12 years, 1 month ago 0
Posted in: Blog
First Step in Designing Liquid Light: Complexity in Color

When I was a young boy, I felt a warmth spread through me each time I looked up at the kitchen design in my parent’s home. I was struck by the color combinations and different textures: white brick, blue-algea colored slate, dark chocolate floors, moss grey ceiling, and many different stains on the wood—the exposed beams, panels, forms, trims, doors, and windows. In a moment of inspiration, I counted the stains: 13 in all. I realized I wouldn’t have even noticed if I hadn’t stopped to count them. In other architectural structures, I began noticing the number and range of color and texture, correlating them with my sensations.

 

When I was a third-grader, I began to draw a barnyard scene. At that particular time, I was enchanted with multidimensional color and how they blended and made things seem more real or interesting. Maybe I had seen the palettes of my grandmother and my mother, globs of similar colors mixed together, finally becoming a work on canvas, realizing the colors added something other than color, but I wasn’t sure how I had become so intrigued with this singular thing. From lime to deep forest green, I laid out every green pastel I had and began to draw the grassy area around the barn. I did the same with the reds for the barn, and then the blues for the sky and the browns for the fence. I entered the final work into an art show and, to my astonishment, won the grand prize.

#### [Stored data]
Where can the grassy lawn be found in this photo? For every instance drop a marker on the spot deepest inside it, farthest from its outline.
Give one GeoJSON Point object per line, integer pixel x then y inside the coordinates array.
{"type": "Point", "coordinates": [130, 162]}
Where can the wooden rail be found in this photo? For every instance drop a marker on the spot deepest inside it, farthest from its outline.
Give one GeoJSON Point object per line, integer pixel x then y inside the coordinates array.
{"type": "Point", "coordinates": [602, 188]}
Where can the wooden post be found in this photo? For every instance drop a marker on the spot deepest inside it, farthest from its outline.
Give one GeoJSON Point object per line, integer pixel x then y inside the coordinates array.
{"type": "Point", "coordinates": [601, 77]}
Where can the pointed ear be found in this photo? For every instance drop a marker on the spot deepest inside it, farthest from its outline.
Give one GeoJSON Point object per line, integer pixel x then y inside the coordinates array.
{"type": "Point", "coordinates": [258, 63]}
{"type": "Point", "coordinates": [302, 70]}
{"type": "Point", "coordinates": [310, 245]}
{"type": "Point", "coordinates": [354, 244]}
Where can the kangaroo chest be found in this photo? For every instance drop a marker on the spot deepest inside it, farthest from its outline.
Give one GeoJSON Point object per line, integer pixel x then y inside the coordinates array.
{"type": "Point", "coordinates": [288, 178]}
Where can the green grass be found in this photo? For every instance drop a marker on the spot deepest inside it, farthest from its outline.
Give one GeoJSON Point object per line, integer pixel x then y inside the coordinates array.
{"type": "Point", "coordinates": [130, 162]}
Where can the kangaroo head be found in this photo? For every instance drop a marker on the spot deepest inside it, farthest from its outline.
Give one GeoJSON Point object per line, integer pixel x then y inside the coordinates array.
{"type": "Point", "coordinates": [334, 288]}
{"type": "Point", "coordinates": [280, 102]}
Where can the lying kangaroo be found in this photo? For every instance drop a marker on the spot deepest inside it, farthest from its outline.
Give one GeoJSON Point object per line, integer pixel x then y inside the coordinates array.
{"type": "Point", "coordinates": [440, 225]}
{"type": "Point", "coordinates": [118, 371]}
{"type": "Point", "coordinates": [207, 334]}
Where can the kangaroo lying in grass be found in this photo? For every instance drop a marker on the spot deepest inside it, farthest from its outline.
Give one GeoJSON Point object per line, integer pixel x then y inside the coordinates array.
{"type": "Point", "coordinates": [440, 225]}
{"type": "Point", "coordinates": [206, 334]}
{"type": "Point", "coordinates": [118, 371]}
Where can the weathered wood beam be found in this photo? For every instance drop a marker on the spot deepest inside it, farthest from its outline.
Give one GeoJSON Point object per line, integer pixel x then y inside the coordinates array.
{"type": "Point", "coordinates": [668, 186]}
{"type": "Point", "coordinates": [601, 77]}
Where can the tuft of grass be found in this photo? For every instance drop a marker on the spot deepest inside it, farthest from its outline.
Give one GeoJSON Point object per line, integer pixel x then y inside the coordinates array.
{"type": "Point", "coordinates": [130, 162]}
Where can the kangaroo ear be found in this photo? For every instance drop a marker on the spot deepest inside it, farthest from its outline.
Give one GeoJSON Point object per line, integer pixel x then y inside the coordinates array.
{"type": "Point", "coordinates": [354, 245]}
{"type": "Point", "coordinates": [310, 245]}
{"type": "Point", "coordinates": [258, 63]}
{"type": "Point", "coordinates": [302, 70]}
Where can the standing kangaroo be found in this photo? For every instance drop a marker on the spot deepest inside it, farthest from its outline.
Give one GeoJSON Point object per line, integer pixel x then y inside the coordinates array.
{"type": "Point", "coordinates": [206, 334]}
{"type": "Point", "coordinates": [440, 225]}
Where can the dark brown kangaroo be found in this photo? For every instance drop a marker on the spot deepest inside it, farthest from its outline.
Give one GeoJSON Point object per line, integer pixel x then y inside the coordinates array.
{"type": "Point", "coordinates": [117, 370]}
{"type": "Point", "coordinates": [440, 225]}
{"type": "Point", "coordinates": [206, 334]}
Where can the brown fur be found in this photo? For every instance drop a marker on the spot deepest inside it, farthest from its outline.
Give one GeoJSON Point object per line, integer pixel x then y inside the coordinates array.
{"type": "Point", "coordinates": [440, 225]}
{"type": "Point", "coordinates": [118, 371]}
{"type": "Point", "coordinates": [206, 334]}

#### [TO DO]
1. Reproduce the passage in the post about complexity in color from "When I was a third-grader, I" to "the grand prize.".
2. In the post about complexity in color, how many stains did the writer count on the wood in the kitchen?
These records were taken from a separate source.

#### [ANSWERS FOR THE TASKS]
1.
When I was a third-grader, I began to draw a barnyard scene. At that particular time, I was enchanted with multidimensional color and how they blended and made things seem more real or interesting. Maybe I had seen the palettes of my grandmother and my mother, globs of similar colors mixed together, finally becoming a work on canvas, realizing the colors added something other than color, but I wasn’t sure how I had become so intrigued with this singular thing. From lime to deep forest green, I laid out every green pastel I had and began to draw the grassy area around the barn. I did the same with the reds for the barn, and then the blues for the sky and the browns for the fence. I entered the final work into an art show and, to my astonishment, won the grand prize.

2. 13 in all.